(Data supplied begins)

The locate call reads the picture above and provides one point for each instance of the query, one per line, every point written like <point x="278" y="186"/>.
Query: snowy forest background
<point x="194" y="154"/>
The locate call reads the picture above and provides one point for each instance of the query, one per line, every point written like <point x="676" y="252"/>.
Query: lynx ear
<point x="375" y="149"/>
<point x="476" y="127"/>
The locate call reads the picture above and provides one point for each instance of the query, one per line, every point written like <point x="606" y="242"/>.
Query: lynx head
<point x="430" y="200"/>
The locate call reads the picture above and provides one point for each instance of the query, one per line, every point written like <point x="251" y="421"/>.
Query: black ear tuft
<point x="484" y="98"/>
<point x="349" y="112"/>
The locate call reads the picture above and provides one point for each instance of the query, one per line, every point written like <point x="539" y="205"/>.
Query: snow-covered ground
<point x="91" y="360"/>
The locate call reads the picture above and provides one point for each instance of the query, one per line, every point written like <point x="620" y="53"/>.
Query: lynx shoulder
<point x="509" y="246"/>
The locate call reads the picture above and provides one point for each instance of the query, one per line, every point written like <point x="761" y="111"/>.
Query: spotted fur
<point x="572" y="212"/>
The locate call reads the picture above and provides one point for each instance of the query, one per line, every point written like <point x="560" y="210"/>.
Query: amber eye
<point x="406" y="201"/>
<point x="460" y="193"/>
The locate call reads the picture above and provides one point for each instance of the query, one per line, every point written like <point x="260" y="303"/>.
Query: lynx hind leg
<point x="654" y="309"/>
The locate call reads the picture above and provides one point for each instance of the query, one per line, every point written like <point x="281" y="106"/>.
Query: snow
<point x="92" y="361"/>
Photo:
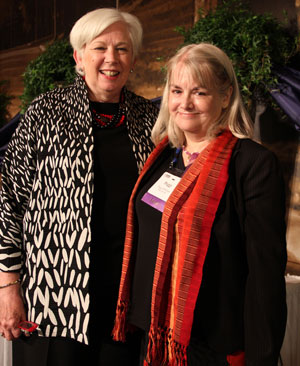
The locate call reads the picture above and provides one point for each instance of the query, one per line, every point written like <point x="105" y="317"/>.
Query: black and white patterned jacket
<point x="46" y="203"/>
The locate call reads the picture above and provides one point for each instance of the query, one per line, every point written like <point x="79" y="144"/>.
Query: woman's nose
<point x="187" y="102"/>
<point x="111" y="55"/>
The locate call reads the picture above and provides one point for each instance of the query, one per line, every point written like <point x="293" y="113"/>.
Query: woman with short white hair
<point x="66" y="181"/>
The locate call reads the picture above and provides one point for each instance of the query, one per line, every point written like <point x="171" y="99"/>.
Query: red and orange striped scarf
<point x="184" y="238"/>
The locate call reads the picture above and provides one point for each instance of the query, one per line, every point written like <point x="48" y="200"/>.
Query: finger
<point x="16" y="332"/>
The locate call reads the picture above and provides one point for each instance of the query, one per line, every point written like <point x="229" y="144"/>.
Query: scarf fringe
<point x="163" y="350"/>
<point x="119" y="330"/>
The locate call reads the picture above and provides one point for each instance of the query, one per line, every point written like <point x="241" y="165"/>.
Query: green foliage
<point x="253" y="42"/>
<point x="54" y="67"/>
<point x="5" y="100"/>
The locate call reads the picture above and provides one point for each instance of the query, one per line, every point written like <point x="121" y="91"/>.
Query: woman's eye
<point x="201" y="93"/>
<point x="122" y="49"/>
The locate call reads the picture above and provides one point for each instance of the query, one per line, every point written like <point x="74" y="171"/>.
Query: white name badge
<point x="161" y="190"/>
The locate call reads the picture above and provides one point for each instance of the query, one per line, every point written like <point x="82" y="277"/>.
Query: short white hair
<point x="93" y="23"/>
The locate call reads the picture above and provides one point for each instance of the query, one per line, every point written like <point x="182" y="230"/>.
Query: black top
<point x="116" y="172"/>
<point x="148" y="220"/>
<point x="238" y="306"/>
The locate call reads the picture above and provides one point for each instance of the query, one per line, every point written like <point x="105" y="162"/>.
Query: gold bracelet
<point x="11" y="283"/>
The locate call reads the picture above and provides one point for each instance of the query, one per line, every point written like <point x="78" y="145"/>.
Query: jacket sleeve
<point x="18" y="172"/>
<point x="265" y="236"/>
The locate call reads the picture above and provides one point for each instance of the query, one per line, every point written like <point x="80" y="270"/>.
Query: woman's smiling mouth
<point x="109" y="73"/>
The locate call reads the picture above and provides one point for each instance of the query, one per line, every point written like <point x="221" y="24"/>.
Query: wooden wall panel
<point x="159" y="20"/>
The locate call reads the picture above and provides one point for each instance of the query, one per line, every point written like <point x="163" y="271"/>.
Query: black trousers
<point x="59" y="351"/>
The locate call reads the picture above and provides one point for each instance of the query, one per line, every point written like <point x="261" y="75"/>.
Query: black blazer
<point x="241" y="303"/>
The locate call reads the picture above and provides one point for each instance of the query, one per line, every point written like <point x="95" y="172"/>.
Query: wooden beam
<point x="206" y="5"/>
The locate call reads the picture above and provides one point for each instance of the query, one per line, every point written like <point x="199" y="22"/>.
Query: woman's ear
<point x="226" y="97"/>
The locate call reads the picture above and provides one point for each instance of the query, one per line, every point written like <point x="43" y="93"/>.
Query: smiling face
<point x="192" y="107"/>
<point x="106" y="62"/>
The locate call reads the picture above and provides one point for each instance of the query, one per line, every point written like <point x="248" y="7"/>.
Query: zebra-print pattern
<point x="46" y="203"/>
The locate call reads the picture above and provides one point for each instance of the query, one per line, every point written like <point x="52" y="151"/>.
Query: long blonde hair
<point x="212" y="68"/>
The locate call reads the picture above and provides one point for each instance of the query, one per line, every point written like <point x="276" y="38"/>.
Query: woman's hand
<point x="12" y="310"/>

(Data supplied ends)

* [Activity]: All of the material above must be retyped exactly, line for line, with the images dropped.

* [Result for this exercise]:
The locate call reads the picture above and provides one point for each instance of the query, one per line, every point written like <point x="278" y="186"/>.
Query: snowy forest background
<point x="194" y="154"/>
The locate call reads the picture above and provides one point for each instance of the query, one per line, every point written like <point x="676" y="252"/>.
Query: lynx ear
<point x="375" y="149"/>
<point x="476" y="127"/>
The locate call reads the picture above and provides one point for each instance of the query, one per line, every point written like <point x="606" y="242"/>.
Query: lynx head
<point x="430" y="200"/>
The locate call reads the picture above and provides one point for each instance of the query, one per line, every point written like <point x="251" y="421"/>.
Query: black ear tuft
<point x="484" y="98"/>
<point x="349" y="112"/>
The locate call reads the picture above and provides one point for each instance of the query, one per line, every point written like <point x="539" y="205"/>.
Query: snow-covered ground
<point x="91" y="360"/>
The locate call reads the picture above and provides one point for each instance of the query, one per line, every point written like <point x="620" y="53"/>.
Query: lynx shoulder
<point x="509" y="246"/>
The locate call reads the picture above and provides one point for each instance of the query, one per line, every point written like <point x="761" y="111"/>.
Query: spotted fur
<point x="572" y="212"/>
The locate call reads the picture above and provides one point for each instance of the query, one per line, every point written like <point x="560" y="210"/>.
Query: amber eye
<point x="406" y="201"/>
<point x="460" y="193"/>
The locate call reads the picture above and provides one point for each instance of the query, one per line, every point written like <point x="260" y="303"/>.
Query: lynx hind leg
<point x="654" y="309"/>
The locate call reads the picture above and provides one point for each instance of the query, one per line, every point written like <point x="281" y="106"/>.
Query: snow
<point x="92" y="361"/>
Photo:
The locate call reads the picture above and provides one point for each instance of the query, one per line, every point written like <point x="105" y="317"/>.
Query: black and white patterned jacket
<point x="46" y="203"/>
The locate call reads the picture above and provides one point for each instance of the query, one per line, every point written like <point x="79" y="144"/>.
Query: woman's nose
<point x="187" y="102"/>
<point x="111" y="55"/>
The locate call reads the picture above and provides one point for each instance of the query, one per line, every point written like <point x="293" y="113"/>.
Query: woman with short white hair
<point x="66" y="181"/>
The locate call reads the picture above and provides one point for each instance of the query, one per line, every point written like <point x="171" y="99"/>.
Query: red and orange striped scarf
<point x="184" y="238"/>
The locate call reads the picture above and provides one point for each instance of the query, one per line, every point written like <point x="48" y="200"/>.
Query: finger
<point x="16" y="332"/>
The locate call reads the picture above and provides one point for each instance of the query, one per line, every point written like <point x="229" y="144"/>.
Query: scarf fringe
<point x="163" y="350"/>
<point x="119" y="330"/>
The locate call reads the picture above and provides one point for each instance of the query, one per line, every point written like <point x="241" y="165"/>.
Query: green foliage
<point x="253" y="42"/>
<point x="54" y="67"/>
<point x="5" y="100"/>
The locate call reads the picture above and provides one point for each instance of the query, one per line, every point written like <point x="121" y="91"/>.
Query: woman's eye
<point x="201" y="93"/>
<point x="122" y="49"/>
The locate call reads the picture above and provides one point for each instance of the query, one per line, every point written like <point x="74" y="171"/>.
Query: white name badge
<point x="161" y="190"/>
The locate call reads the picture above and provides one point for each instance of the query, one per line, every point written like <point x="82" y="277"/>.
Query: short white hair
<point x="93" y="23"/>
The locate call reads the picture above and provides one point for each instance of the query, one per line, every point written like <point x="182" y="230"/>.
Query: black top
<point x="116" y="172"/>
<point x="148" y="220"/>
<point x="238" y="306"/>
The locate call reads the picture above and provides one point for each instance of the query, one per line, every point written like <point x="105" y="162"/>.
Query: gold bracelet
<point x="11" y="283"/>
The locate call reads the picture above and provides one point for each instance of the query, one per line, every point written like <point x="78" y="145"/>.
Query: jacket sleeve
<point x="18" y="172"/>
<point x="265" y="236"/>
The locate call reads the picture above and provides one point for each instance of the query, one per line, every point written like <point x="80" y="270"/>.
Query: woman's smiling mouth
<point x="109" y="73"/>
The locate call reads the picture above and provides one point for each instance of the query, one per line, every point written like <point x="221" y="24"/>.
Query: wooden wall panel
<point x="159" y="20"/>
The locate call reads the picture above and provides one point for each instance of the query, one per line, every point written like <point x="163" y="271"/>.
Query: black trousers
<point x="59" y="351"/>
The locate call reads the picture above and provides one point for each instance of the query, one per line, every point written like <point x="261" y="75"/>.
Query: black blazer
<point x="241" y="303"/>
The locate call reads the picture above and provides one point for each instance of the query, one per line, every point written like <point x="95" y="172"/>.
Query: wooden beam
<point x="206" y="5"/>
The locate call reads the picture above and provides one point for each instance of the query, one per line, every point written like <point x="199" y="22"/>.
Query: woman's ear
<point x="226" y="97"/>
The locate call reads the picture above and provides one point for each instance of the query, one per line, every point written like <point x="43" y="93"/>.
Query: smiling face
<point x="192" y="107"/>
<point x="106" y="62"/>
The locate call reads the picture above and provides one point for each instance of the query, one per line, every point written like <point x="248" y="7"/>.
Query: zebra-print pattern
<point x="46" y="203"/>
The locate call reads the picture above and provides one point for each instance of the query, one per line, every point written like <point x="52" y="151"/>.
Query: long blonde hair
<point x="212" y="68"/>
The locate call reads the picture above and provides one point for each instance of the query, one per line, every point written like <point x="276" y="38"/>.
Query: woman's hand
<point x="12" y="310"/>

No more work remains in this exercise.